# [About this task]
From the data below, repeat exactly the lines from the line with "742L290 770L327 771L352" to the line with "positive clicks: (249, 753) (243, 752)", both included.

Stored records
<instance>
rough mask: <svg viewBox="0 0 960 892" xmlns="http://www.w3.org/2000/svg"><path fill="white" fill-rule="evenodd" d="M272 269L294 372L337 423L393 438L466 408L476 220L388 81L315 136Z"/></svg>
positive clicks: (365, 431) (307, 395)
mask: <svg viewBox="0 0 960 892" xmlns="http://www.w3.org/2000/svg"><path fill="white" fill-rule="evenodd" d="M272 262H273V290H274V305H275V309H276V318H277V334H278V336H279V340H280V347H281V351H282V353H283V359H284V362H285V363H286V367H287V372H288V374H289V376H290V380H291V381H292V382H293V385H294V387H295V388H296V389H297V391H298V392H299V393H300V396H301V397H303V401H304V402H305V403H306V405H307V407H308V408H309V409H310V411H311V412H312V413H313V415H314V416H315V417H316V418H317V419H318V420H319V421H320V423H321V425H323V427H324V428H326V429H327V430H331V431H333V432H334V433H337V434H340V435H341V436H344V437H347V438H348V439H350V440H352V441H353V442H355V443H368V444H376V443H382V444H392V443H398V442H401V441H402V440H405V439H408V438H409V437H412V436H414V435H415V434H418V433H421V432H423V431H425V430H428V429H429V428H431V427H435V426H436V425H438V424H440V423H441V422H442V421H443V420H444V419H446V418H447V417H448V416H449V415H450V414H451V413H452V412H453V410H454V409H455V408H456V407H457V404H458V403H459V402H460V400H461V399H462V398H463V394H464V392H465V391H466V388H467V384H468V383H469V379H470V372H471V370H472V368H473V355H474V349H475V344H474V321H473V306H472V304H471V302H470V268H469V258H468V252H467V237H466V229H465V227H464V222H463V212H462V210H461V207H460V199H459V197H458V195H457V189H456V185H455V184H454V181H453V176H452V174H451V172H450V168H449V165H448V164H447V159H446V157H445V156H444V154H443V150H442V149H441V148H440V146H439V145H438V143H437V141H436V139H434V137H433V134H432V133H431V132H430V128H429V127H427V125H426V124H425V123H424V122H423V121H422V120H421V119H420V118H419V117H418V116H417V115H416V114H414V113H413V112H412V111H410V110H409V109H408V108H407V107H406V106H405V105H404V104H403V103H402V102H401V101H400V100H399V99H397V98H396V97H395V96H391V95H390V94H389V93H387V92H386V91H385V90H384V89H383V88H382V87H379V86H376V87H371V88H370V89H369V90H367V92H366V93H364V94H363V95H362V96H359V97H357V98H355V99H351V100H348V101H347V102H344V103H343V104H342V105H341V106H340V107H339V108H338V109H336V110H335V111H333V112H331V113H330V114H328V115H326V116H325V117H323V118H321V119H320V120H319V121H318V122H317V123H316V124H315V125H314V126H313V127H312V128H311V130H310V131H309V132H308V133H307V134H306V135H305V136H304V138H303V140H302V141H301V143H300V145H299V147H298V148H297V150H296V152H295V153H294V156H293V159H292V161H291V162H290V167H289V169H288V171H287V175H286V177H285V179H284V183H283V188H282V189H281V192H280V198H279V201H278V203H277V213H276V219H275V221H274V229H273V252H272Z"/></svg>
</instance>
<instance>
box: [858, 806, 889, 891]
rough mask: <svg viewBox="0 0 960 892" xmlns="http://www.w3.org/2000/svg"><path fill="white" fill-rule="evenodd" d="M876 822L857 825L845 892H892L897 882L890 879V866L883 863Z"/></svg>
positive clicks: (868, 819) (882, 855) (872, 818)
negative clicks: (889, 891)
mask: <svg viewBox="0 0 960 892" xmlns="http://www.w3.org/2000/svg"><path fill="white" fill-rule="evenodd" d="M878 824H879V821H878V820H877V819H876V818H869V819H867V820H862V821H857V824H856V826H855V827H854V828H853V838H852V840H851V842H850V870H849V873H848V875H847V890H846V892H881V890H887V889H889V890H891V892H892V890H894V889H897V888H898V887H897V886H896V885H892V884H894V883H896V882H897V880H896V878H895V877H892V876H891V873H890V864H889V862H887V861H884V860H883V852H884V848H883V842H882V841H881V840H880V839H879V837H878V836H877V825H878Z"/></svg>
--
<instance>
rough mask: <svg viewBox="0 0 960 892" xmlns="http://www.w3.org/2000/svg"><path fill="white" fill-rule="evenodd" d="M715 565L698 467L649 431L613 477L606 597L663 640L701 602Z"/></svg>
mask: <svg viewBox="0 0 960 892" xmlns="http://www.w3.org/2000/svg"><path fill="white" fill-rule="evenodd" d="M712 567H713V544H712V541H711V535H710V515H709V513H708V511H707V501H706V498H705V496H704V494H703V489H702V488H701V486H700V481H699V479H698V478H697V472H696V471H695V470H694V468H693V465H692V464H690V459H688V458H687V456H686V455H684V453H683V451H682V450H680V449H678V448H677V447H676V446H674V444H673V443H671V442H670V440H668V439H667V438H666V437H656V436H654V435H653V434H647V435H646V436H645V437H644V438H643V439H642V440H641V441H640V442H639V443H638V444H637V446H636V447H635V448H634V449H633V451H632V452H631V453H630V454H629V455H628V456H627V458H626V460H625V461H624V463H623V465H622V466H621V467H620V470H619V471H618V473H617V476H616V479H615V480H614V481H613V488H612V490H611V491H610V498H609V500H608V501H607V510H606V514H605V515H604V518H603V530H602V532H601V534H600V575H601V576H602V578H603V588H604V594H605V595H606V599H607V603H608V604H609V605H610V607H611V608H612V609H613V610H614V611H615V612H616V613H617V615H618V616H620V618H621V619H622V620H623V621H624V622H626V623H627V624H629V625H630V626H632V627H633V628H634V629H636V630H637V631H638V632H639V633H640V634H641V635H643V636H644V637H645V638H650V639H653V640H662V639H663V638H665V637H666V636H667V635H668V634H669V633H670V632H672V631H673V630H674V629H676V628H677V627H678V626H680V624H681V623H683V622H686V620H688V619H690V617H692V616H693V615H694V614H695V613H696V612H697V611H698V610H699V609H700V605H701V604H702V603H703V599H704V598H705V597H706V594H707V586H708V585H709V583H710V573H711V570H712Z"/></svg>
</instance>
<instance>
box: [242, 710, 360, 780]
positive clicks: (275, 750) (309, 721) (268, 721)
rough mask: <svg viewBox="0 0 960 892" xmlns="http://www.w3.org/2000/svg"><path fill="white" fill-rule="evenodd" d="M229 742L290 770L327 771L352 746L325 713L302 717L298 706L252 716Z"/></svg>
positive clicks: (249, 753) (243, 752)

# [Solution to this problem]
rough mask: <svg viewBox="0 0 960 892" xmlns="http://www.w3.org/2000/svg"><path fill="white" fill-rule="evenodd" d="M229 742L290 770L327 771L352 746L325 713L302 717L298 706L252 716Z"/></svg>
positive clicks: (249, 753) (243, 752)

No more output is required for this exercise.